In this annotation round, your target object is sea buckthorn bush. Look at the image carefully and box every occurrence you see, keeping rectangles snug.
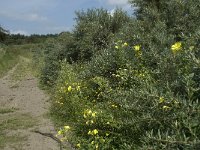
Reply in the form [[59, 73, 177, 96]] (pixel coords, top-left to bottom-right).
[[45, 0, 200, 150]]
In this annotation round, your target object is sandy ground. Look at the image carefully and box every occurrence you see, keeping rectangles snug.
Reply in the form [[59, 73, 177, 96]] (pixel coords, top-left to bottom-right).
[[0, 66, 64, 150]]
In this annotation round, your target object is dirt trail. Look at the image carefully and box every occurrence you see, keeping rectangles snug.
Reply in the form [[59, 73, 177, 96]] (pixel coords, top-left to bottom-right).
[[0, 65, 60, 150]]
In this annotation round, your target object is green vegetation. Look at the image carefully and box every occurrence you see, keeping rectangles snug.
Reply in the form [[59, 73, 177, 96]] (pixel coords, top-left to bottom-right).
[[35, 0, 200, 150], [1, 0, 200, 150], [0, 108, 36, 149]]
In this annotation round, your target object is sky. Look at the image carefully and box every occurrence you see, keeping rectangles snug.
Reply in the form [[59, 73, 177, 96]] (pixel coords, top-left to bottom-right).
[[0, 0, 131, 35]]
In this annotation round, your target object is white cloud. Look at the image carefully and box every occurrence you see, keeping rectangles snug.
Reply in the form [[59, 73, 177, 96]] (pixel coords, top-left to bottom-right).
[[0, 11, 48, 22], [109, 8, 115, 17], [46, 26, 71, 33], [107, 0, 128, 5], [10, 30, 29, 35]]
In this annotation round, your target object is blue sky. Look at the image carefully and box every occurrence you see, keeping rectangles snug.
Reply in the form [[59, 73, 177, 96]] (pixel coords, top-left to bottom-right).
[[0, 0, 130, 35]]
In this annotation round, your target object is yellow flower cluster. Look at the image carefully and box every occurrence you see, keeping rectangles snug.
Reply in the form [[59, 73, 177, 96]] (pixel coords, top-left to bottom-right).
[[56, 126, 71, 141], [59, 83, 81, 93], [83, 109, 97, 118], [115, 40, 128, 49], [111, 104, 118, 108], [171, 42, 182, 54], [88, 129, 99, 135], [159, 97, 165, 103], [163, 106, 170, 110]]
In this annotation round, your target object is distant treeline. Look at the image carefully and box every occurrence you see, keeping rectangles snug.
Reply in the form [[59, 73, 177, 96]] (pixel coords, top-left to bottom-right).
[[0, 26, 58, 45]]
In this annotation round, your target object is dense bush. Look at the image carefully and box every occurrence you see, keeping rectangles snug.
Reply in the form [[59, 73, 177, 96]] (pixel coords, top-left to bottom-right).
[[46, 0, 200, 150]]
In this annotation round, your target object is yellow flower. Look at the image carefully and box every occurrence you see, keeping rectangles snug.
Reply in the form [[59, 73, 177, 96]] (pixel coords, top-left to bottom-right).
[[189, 46, 194, 51], [76, 143, 81, 148], [67, 86, 72, 92], [64, 126, 70, 130], [95, 144, 99, 149], [92, 112, 96, 117], [88, 130, 92, 135], [123, 42, 128, 46], [171, 42, 182, 54], [163, 106, 170, 110], [111, 104, 117, 108], [92, 129, 99, 135], [58, 130, 62, 135], [133, 45, 141, 51], [76, 86, 81, 91], [159, 97, 165, 103]]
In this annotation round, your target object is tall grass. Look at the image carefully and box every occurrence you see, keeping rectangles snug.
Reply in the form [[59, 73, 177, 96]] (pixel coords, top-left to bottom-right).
[[0, 44, 36, 77]]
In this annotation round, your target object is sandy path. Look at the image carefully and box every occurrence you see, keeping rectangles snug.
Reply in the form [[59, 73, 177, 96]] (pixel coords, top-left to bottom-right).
[[0, 66, 60, 150]]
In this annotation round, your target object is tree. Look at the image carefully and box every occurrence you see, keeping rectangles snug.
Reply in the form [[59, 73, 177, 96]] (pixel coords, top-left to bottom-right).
[[0, 26, 9, 42]]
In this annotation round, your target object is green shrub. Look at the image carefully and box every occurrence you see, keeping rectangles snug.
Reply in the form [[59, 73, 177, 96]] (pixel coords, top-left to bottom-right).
[[48, 0, 200, 150]]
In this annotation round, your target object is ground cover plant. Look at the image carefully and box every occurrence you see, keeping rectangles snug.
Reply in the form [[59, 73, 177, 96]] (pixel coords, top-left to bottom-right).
[[38, 0, 200, 150]]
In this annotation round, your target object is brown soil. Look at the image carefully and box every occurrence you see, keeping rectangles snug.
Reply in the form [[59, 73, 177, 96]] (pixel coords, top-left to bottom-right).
[[0, 66, 68, 150]]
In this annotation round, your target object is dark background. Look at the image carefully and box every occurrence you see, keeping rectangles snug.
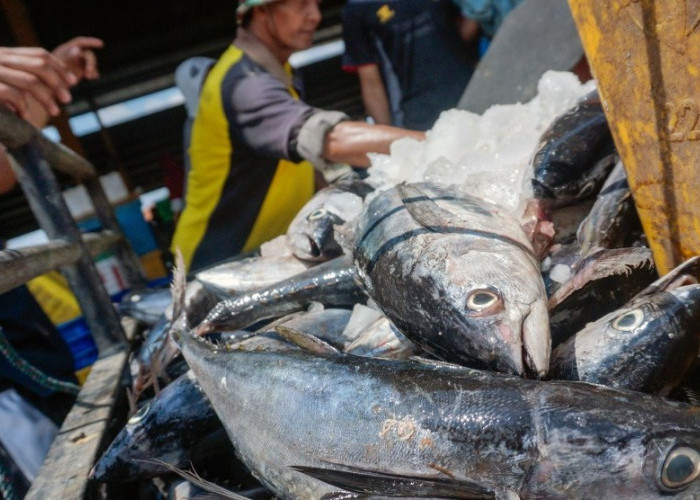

> **Objective**
Return everything from the start of the records down to the line containing "[[0, 65, 60, 150]]", both ends included, reproduced verbatim. Leave the pictures out.

> **Output of the exercise**
In this annotation round, your target object is sea buckthorn bush. Look at the image carefully and box every occurrence you see, keeping rectangles snug.
Reply in the form [[59, 73, 177, 96]] (pixel coords, top-left to bottom-right).
[[45, 0, 200, 150]]
In this annotation round, your target object is sandy ground. Look at the image carefully and box every occurrence you see, keeping rectangles snug.
Reply in the form [[59, 73, 177, 96]] (pixel coords, top-left to bottom-right).
[[0, 66, 64, 150]]
In this annotation round, your target object is dirt trail. Look at the image carefully and box every occurrence you see, keeping rectangles snug.
Reply in the form [[59, 73, 177, 96]] (pixel coords, top-left to bottom-right).
[[0, 65, 60, 150]]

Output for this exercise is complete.